What is required >>
Write out every line of the records below without changing a character, and leave the pictures out of your answer.

Provided data >>

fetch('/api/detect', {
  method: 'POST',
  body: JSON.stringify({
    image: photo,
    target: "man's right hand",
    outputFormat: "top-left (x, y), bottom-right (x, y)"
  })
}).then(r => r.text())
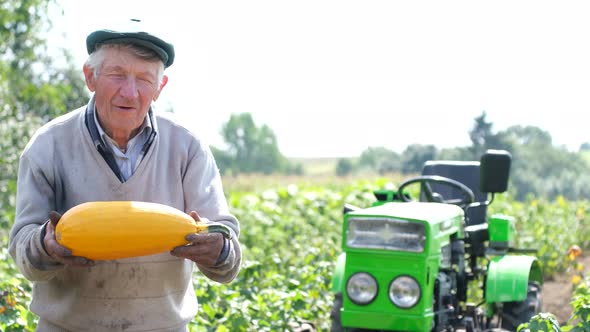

Result >>
fetch('/api/detect', {
  method: 'POST',
  body: JSON.stringify({
    image: photo,
    target: "man's right hand",
    outputFormat: "top-left (x, y), bottom-right (x, y)"
  })
}).then(r => r.text())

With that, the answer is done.